» Text for analysis:
--------------------------------------------------

BUILDING A BETTER BOW TIE Bow tie-shaped nanoparticles made of silver may help bring the dream of quantum computing and quantum information processing closer to reality.
These nanostructures, created at the Weizmann Institute of Science and described recently in Nature Communications, greatly simplify the experimental conditions for studying quantum phenomena and may one day be developed into crucial components of quantum devices, according to Prof. Gilad Haran of Weizmann’s chemical physics department.
Working with postdoctoral fellow Dr. Kotni Santhosh, Dr. Ora Bitton of chemical research support and Prof. Lev Chuntonov of the Technion-Israel Institute of Technology, they manufactured two-dimensional bow tie-shaped silver nanoparticles with a minuscule gap of about 20 nanometers (billionths of a meter) in the center.
The researchers then dipped the “bow ties” in a solution containing quantum dots, tiny semiconductor particles that can absorb and emit light, each measuring six to eight nanometers across. In the course of the dipping, some of the quantum dots became trapped in the bowtie gaps.
Under exposure to light, the trapped dots became “coupled” with the bowties – a scientific term referring to the formation of a mixed state in which a photon in the bowtie is “shared” with the quantum dot. The coupling was sufficiently strong to be observed even when the gaps contained a single quantum dot (as opposed to several).
The bow tie nanoparticles could thus be prompted to switch from one state to another – from a state without coupling to quantum dots before exposure to light to the mixed state characterized by strong coupling following such exposure.
Thus the ability to control the coupling of quantum dots may one day be employed in the manufacture of switches for computing or encryption devices relying on quantum phenomena, that is, those operating at the level of photons and single quantum systems such as atoms, molecules or quantum dots.
Because such phenomena open up possibilities unavailable on the macroscopic scale – for example, performing multiple computations simultaneously – quantum devices are expected to be vastly more powerful than today’s electronic computers and encryption systems.
Haran explained: “We’ve made a first step toward creating quantum switches using our coupling method. Much research needs to be done before the method can be incorporated into actual devices, but as a matter of principle, our system is relatively easy to generate and, most importantly, can function at room temperature. We are currently working to fabricate even smaller bowtie particles and to render the coupling stronger and reversible.”
The Weizmann scientists managed to design their bow tie system thanks to advances in nanotechnology – including electron-beam lithography used to fabricate the bow ties and facilitate the introduction of quantum dots into their gaps – and the advent of computational programs providing data analysis that previously required a massive effort on the part of theoreticians.
They also relied on the recently improved understanding of electron oscillations triggered by light in metals, which constitute the physical source of the coupling between the bow tie nanoparticles and the quantum dots. Such oscillations are known to be strongest on the metal surface.
In the new bow tie-shaped particles, the electromagnetic field generated by these oscillations is extremely concentrated because it is focused to the central, narrow portion of the bow tie, much as light is concentrated when focused into a narrow beam.
The high concentration ensures tight control over the coupling, and this control, in turn, is essential for potential future quantum applications. None of the systems built in the past to study quantum interactions between light and matter operated on such a small scale or were able to reduce experiments to the level of individual quantum dots, as was done in the Weizmann study.

--------------------------------------------------

» Extracted data:

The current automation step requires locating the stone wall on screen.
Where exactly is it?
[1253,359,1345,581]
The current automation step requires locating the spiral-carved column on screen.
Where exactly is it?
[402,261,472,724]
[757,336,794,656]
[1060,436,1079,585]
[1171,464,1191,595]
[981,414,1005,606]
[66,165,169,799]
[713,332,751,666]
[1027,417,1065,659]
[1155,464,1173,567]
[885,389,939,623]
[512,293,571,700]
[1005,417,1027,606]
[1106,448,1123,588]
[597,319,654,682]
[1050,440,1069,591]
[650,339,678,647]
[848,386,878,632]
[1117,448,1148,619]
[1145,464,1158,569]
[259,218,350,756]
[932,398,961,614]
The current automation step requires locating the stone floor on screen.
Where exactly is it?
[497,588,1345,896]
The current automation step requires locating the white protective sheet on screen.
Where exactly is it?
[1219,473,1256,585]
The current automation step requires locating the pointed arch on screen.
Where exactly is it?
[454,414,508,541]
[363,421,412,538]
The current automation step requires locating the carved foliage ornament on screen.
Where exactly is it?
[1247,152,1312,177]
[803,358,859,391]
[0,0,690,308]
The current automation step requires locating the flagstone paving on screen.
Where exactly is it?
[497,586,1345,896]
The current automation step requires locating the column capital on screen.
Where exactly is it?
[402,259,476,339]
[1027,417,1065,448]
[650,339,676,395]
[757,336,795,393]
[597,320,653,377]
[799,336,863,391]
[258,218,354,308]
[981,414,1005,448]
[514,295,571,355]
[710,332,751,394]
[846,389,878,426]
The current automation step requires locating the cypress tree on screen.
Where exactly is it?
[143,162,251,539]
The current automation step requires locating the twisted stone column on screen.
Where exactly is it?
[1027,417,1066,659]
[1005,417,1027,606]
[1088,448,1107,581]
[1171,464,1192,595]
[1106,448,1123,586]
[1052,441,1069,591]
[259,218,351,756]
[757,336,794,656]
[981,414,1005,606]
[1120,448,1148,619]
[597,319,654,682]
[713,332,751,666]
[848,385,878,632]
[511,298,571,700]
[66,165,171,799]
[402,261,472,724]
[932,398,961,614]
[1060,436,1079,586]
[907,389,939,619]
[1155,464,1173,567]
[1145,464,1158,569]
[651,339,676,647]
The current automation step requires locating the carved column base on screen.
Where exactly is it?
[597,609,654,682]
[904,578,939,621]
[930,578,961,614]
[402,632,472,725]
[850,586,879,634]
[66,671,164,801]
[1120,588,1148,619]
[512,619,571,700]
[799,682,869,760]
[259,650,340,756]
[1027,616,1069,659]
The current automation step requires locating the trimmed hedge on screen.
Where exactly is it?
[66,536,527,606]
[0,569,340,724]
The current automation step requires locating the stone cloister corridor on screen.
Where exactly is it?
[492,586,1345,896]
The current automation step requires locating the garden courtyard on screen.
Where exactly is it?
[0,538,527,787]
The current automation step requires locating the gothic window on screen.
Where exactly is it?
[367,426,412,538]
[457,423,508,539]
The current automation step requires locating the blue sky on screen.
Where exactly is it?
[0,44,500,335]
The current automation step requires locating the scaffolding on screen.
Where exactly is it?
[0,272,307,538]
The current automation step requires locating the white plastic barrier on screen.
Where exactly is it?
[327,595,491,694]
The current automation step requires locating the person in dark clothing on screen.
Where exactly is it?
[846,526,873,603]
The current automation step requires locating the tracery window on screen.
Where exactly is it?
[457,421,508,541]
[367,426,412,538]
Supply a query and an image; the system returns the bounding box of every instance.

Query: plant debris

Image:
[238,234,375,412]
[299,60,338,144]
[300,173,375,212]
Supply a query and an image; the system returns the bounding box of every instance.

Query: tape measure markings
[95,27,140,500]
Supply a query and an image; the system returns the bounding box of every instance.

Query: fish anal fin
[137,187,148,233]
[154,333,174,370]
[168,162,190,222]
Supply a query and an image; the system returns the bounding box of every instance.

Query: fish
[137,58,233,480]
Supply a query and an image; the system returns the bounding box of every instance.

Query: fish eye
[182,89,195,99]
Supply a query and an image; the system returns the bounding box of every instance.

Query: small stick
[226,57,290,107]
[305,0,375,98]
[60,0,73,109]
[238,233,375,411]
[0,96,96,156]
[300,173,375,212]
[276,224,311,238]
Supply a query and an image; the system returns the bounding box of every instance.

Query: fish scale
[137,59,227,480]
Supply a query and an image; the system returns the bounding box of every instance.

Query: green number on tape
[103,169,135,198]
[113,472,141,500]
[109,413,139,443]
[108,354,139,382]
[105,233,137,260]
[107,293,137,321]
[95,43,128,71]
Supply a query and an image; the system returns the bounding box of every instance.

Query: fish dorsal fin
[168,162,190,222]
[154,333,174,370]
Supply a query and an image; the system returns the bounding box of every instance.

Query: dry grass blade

--------------------------------------------------

» Exercise requirements:
1. According to the article on bow tie nanoparticles, how wide is the gap at the center of the silver bow ties?
2. List every person named in the article on bow tie nanoparticles.
3. Based on the article on bow tie nanoparticles, why are quantum devices expected to be vastly more powerful than today's electronic computers and encryption systems?
The rows play no part in this work.

» Answers to the tasks:
1. About 20 nanometers.

2. Gilad Haran, Kotni Santhosh, Ora Bitton, Lev Chuntonov

3. Quantum phenomena open up possibilities that are unavailable on the macroscopic scale. One example is performing multiple computations simultaneously.